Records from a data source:
+===+

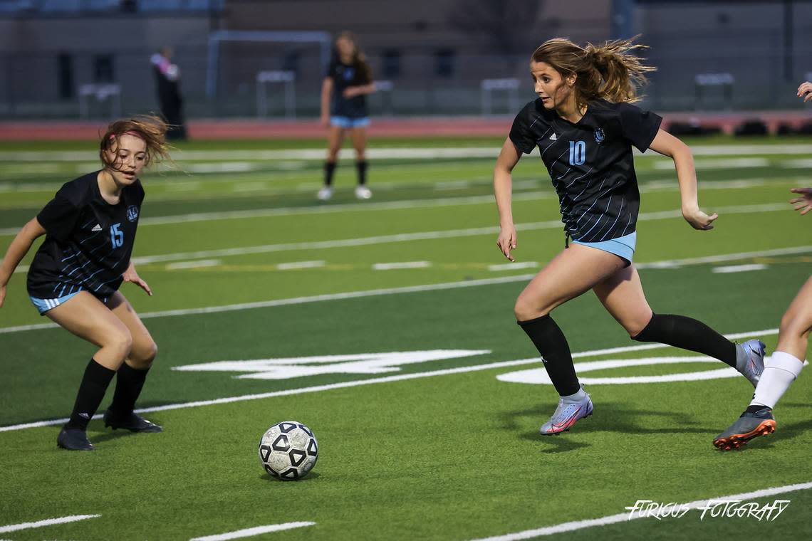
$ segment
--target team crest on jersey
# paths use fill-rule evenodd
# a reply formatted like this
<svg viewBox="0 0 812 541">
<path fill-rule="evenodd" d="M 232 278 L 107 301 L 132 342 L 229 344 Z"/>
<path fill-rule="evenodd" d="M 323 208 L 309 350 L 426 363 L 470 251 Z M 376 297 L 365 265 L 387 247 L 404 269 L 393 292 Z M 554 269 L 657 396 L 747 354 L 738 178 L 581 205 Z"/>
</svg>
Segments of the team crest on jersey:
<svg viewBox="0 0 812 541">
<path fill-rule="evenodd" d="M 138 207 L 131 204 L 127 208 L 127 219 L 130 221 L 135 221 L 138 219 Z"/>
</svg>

+===+

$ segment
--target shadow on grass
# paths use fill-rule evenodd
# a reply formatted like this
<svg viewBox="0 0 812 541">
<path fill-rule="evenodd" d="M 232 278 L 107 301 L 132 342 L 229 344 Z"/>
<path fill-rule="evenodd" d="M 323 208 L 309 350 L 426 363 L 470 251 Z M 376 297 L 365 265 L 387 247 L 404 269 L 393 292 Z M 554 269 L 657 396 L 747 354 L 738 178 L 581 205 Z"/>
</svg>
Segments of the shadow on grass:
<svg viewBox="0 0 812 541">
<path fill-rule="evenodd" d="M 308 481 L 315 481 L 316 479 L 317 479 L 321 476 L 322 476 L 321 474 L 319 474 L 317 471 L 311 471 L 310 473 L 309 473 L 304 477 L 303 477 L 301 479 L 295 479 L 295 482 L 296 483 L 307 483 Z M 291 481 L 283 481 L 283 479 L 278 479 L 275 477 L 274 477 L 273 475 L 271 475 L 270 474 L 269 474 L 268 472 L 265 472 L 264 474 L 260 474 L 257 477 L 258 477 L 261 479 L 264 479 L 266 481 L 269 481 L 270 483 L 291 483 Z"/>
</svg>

+===+

Task to complete:
Count the lines in the listing above that contain the string "Segments". Give only the number.

Finished answer:
2